This idea of wondering is maybe the good results from AFIB ablation was all some kind of elaborate placebo was floated in an editorial by a Turkish group ... not exactly the hotbed of ablation research and leadership. It is exactly the kind of thought process that is likely to spring up when that persons first hand or second hand experience with AFIB ablation has been very mixed bag at best.

These folks would be stunned speechless to witness a maestro like Dr Natale render a man who had suffered from 24/7 non-stop symptomatic long standing persistent AFIB for 36 years!!! ... only to see Dr Natale convert this man within 43 minutes of his expert extended ablation protocol including LAA isolation, to pure NSR for the first time in 36 years, as over 250 of us witnessed in real time in the large amphi-theater room at St Davids during the two day EP-Live conference in Austin this past March!

I would just love to see Dr Mandrola try to stand up and posit this myth that what we just witnessed was a case of placebo in action with this fully anesthetized ULTRA-long 36 year duration of LSPAF patient!! He would have been tarred and feathered on the spot by the room full of EPs there.

EXERCISE DETAILS:
Please retype the part of the post on AFIB ablation starting with "These folks would" and going on through "of EPs there.".

Excerpts from the dataset:
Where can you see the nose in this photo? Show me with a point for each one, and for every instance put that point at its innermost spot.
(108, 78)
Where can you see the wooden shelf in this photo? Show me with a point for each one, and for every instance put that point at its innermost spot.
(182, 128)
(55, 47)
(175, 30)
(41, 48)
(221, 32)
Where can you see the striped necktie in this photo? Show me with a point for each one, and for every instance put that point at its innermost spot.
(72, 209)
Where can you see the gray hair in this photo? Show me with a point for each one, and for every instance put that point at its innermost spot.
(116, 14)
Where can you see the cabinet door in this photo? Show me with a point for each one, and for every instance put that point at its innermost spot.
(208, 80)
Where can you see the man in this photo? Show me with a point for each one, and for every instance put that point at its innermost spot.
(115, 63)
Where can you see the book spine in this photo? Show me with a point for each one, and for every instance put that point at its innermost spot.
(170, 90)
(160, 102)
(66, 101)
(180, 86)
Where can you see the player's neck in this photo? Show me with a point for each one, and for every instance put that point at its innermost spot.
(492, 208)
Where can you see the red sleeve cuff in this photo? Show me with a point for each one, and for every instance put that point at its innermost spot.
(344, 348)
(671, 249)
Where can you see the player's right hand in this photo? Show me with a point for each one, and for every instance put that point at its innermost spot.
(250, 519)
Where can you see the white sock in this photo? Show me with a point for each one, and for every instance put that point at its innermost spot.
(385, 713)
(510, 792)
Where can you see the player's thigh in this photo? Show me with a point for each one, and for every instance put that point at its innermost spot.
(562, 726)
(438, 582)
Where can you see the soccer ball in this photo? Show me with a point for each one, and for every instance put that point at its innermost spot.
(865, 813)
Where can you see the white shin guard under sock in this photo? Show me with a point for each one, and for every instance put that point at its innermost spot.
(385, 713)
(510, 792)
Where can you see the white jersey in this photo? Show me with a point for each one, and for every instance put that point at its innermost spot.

FINISHED TASK:
These folks would be stunned speechless to witness a maestro like Dr Natale render a man who had suffered from 24/7 non-stop symptomatic long standing persistent AFIB for 36 years!!! ... only to see Dr Natale convert this man within 43 minutes of his expert extended ablation protocol including LAA isolation, to pure NSR for the first time in 36 years, as over 250 of us witnessed in real time in the large amphi-theater room at St Davids during the two day EP-Live conference in Austin this past March!

I would just love to see Dr Mandrola try to stand up and posit this myth that what we just witnessed was a case of placebo in action with this fully anesthetized ULTRA-long 36 year duration of LSPAF patient!! He would have been tarred and feathered on the spot by the room full of EPs there.